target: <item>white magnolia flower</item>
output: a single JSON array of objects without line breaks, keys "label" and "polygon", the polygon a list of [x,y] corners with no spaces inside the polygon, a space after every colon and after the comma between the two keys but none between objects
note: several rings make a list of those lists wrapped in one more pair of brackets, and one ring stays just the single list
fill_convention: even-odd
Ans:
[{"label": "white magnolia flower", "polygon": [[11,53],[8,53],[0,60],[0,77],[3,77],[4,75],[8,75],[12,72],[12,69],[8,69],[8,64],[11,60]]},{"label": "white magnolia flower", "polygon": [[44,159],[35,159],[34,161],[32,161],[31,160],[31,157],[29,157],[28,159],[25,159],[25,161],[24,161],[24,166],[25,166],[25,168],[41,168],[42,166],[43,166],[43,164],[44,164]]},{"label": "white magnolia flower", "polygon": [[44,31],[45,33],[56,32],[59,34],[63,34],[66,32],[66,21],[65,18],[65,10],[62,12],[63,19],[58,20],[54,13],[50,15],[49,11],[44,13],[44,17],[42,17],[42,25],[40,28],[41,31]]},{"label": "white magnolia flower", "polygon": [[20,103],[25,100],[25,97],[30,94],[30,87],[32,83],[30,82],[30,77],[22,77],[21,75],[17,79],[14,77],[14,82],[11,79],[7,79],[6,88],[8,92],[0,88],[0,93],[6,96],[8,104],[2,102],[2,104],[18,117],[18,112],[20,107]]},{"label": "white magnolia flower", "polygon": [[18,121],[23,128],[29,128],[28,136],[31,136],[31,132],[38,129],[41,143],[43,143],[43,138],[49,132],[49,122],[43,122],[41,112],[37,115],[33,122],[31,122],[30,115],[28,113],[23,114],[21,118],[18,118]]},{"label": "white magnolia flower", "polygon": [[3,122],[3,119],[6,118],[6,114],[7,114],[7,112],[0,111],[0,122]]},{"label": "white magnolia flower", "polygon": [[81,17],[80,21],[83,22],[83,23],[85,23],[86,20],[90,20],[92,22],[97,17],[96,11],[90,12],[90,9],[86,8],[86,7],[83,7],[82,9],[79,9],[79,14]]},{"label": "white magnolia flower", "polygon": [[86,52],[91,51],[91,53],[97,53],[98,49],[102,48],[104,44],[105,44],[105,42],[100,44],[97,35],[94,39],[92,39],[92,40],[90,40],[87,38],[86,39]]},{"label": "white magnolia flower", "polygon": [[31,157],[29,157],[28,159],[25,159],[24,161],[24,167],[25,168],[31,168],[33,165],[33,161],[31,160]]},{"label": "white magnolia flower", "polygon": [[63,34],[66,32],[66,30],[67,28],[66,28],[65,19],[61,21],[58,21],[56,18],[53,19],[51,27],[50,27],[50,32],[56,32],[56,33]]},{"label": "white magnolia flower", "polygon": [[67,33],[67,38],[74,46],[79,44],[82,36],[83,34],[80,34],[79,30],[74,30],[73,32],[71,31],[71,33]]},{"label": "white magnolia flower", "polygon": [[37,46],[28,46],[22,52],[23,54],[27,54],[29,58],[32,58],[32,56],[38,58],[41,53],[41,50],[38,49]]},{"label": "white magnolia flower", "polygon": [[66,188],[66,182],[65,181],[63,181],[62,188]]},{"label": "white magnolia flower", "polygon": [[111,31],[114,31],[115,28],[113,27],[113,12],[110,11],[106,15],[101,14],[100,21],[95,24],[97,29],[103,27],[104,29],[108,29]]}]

→ WHAT YOU ARE ASKED TO DO: Please convert each line of the rows above into a JSON list of strings, with one string per line and blank lines left out.

→ EXERCISE OUTPUT:
[
  "target: <item>white magnolia flower</item>",
  "output: a single JSON array of objects without line breaks, keys \"label\" and \"polygon\", the polygon a list of [x,y] corners with no spaces inside the polygon, a space after every colon and after the comma between the two keys but none between objects",
  "note: several rings make a list of those lists wrapped in one more pair of brackets, and one ring stays just the single list",
  "fill_convention: even-odd",
  "Ans:",
  "[{\"label\": \"white magnolia flower\", \"polygon\": [[11,53],[8,53],[0,60],[0,77],[3,77],[4,75],[8,75],[12,72],[12,69],[8,69],[8,64],[11,60]]},{\"label\": \"white magnolia flower\", \"polygon\": [[44,159],[35,159],[34,161],[32,161],[31,160],[31,157],[29,157],[28,159],[25,159],[25,161],[24,161],[24,166],[25,166],[25,168],[41,168],[42,166],[43,166],[43,164],[44,164]]},{\"label\": \"white magnolia flower\", \"polygon\": [[44,31],[45,33],[56,32],[59,34],[63,34],[66,32],[66,21],[65,18],[65,10],[62,12],[63,19],[58,20],[54,13],[50,15],[49,11],[44,13],[44,17],[42,17],[42,25],[40,28],[41,31]]},{\"label\": \"white magnolia flower\", \"polygon\": [[20,103],[25,100],[25,97],[30,94],[30,87],[32,83],[30,82],[30,77],[22,77],[21,75],[17,79],[14,77],[14,82],[11,79],[7,79],[6,88],[8,92],[0,88],[0,93],[6,96],[8,104],[2,102],[2,104],[18,117],[18,112],[20,107]]},{\"label\": \"white magnolia flower\", \"polygon\": [[18,121],[23,128],[29,128],[28,136],[31,136],[31,132],[38,129],[41,143],[43,143],[43,138],[49,132],[49,122],[43,122],[41,112],[37,115],[33,122],[31,122],[30,115],[28,113],[23,114],[21,118],[18,118]]},{\"label\": \"white magnolia flower\", \"polygon\": [[3,122],[3,119],[6,118],[6,114],[7,114],[7,112],[0,111],[0,122]]},{\"label\": \"white magnolia flower\", \"polygon\": [[81,17],[80,21],[83,22],[83,23],[85,23],[86,20],[90,20],[92,22],[97,17],[96,11],[90,12],[90,9],[86,8],[86,7],[83,7],[82,9],[79,9],[79,14]]},{\"label\": \"white magnolia flower\", \"polygon\": [[86,52],[91,51],[91,53],[97,53],[98,49],[102,48],[104,44],[105,44],[105,42],[100,44],[97,35],[94,39],[92,39],[92,40],[90,40],[87,38],[86,39]]},{\"label\": \"white magnolia flower\", \"polygon\": [[31,157],[29,157],[28,159],[25,159],[24,161],[24,167],[25,168],[31,168],[33,165],[33,161],[31,160]]},{\"label\": \"white magnolia flower\", \"polygon\": [[63,34],[66,32],[66,30],[67,28],[66,28],[65,19],[61,21],[58,21],[56,18],[53,19],[51,27],[50,27],[50,32],[56,32],[56,33]]},{\"label\": \"white magnolia flower\", \"polygon\": [[67,33],[67,38],[74,46],[79,44],[82,36],[83,34],[80,34],[79,30],[74,30],[73,32],[71,31],[71,33]]},{\"label\": \"white magnolia flower\", \"polygon\": [[37,46],[28,46],[22,52],[23,54],[27,54],[29,58],[32,58],[32,56],[38,58],[41,53],[41,50],[38,49]]},{\"label\": \"white magnolia flower\", \"polygon\": [[66,188],[66,182],[65,181],[63,181],[62,188]]},{\"label\": \"white magnolia flower\", \"polygon\": [[111,31],[114,31],[115,28],[113,27],[113,12],[110,11],[106,15],[101,14],[100,21],[95,24],[97,29],[103,27],[104,29],[108,29]]}]"
]